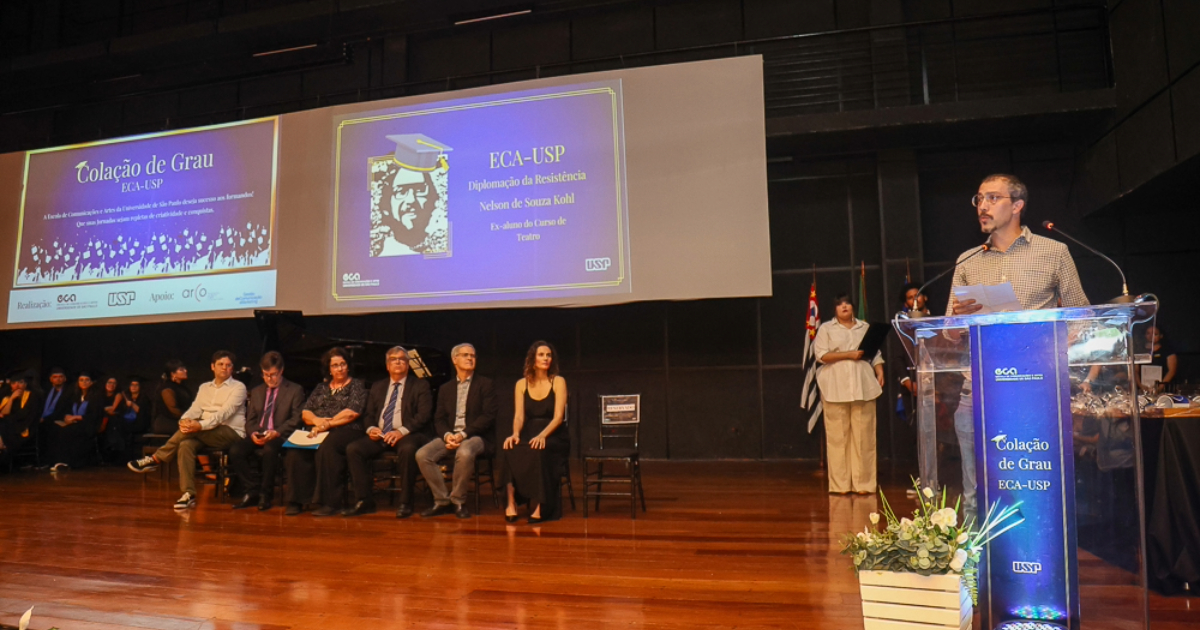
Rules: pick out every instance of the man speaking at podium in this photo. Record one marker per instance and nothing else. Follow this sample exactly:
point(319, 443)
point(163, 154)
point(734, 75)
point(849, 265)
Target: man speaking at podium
point(1041, 270)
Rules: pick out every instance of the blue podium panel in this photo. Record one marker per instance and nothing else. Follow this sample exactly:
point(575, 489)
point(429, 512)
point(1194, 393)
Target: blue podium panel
point(1024, 454)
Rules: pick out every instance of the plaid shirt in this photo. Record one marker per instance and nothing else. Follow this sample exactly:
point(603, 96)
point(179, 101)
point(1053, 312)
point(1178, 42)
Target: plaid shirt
point(1041, 269)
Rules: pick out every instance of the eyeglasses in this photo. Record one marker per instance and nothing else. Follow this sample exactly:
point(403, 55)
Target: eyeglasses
point(990, 198)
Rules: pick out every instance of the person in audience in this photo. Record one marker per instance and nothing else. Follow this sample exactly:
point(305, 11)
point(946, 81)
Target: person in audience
point(72, 439)
point(138, 414)
point(534, 456)
point(334, 407)
point(849, 387)
point(112, 425)
point(466, 412)
point(399, 412)
point(54, 407)
point(913, 300)
point(173, 397)
point(1162, 354)
point(215, 419)
point(273, 413)
point(138, 407)
point(19, 414)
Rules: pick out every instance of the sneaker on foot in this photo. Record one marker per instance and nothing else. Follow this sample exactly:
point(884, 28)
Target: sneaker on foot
point(144, 465)
point(186, 502)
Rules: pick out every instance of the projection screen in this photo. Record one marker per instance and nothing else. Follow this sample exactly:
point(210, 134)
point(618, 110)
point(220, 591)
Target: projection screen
point(643, 184)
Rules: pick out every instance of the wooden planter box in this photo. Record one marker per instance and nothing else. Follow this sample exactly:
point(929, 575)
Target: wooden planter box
point(911, 601)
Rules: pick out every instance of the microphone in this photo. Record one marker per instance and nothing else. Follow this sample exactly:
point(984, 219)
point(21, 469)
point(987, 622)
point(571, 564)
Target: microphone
point(982, 249)
point(1125, 288)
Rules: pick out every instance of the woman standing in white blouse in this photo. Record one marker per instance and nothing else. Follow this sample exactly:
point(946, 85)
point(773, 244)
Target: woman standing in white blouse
point(849, 388)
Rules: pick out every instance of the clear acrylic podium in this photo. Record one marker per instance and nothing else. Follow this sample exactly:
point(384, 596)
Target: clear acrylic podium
point(999, 389)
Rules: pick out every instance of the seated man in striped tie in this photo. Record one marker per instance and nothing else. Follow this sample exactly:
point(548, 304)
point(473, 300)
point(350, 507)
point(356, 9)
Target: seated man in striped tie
point(397, 418)
point(273, 413)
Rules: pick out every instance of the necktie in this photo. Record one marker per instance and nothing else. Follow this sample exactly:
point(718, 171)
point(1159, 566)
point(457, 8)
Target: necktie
point(51, 401)
point(390, 412)
point(269, 411)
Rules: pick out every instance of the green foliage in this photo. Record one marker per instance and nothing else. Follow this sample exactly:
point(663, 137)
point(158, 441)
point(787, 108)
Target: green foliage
point(934, 541)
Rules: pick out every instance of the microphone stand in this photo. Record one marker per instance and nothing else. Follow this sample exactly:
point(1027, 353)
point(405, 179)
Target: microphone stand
point(1125, 298)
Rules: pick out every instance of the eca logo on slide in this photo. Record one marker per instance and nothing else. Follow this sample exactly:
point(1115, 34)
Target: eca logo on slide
point(123, 298)
point(597, 264)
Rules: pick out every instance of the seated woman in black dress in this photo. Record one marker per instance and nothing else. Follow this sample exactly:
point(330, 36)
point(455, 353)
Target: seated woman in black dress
point(535, 454)
point(173, 399)
point(112, 424)
point(334, 406)
point(19, 412)
point(72, 439)
point(136, 414)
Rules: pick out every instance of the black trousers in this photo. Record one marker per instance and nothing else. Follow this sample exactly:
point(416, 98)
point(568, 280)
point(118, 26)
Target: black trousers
point(301, 467)
point(72, 444)
point(256, 479)
point(331, 465)
point(365, 450)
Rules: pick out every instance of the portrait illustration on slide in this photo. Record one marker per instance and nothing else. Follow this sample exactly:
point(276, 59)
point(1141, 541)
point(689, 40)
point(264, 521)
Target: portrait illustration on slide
point(408, 198)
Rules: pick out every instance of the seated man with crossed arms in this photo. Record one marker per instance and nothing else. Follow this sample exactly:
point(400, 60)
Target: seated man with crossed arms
point(463, 419)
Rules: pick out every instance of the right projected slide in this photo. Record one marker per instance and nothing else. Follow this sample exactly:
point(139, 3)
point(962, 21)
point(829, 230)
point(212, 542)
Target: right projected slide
point(503, 197)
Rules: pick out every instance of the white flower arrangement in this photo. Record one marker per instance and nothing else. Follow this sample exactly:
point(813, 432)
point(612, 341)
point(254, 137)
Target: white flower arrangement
point(933, 541)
━━━━━━━━━━━━━━━━━━━━━━━━━━━━━━
TASK REQUIREMENTS:
Using the data above, reproduce exactly the lines between those holding "point(416, 98)" and "point(400, 60)", inclusive, and no others.

EXERCISE SOLUTION:
point(416, 98)
point(568, 280)
point(118, 26)
Target: black trousers
point(301, 467)
point(72, 444)
point(256, 479)
point(331, 465)
point(365, 450)
Rules: pick out every instance of the portrait illustration on slide in this photo. Record one marker per instance and nothing else. Follow this sample exactly:
point(276, 59)
point(1141, 541)
point(689, 40)
point(264, 521)
Target: portrait illustration on slide
point(408, 198)
Rules: pick out every instance of the seated man with crossed arms in this photo. Record one marker per instance and nothing else. Follow this sample exactly:
point(400, 60)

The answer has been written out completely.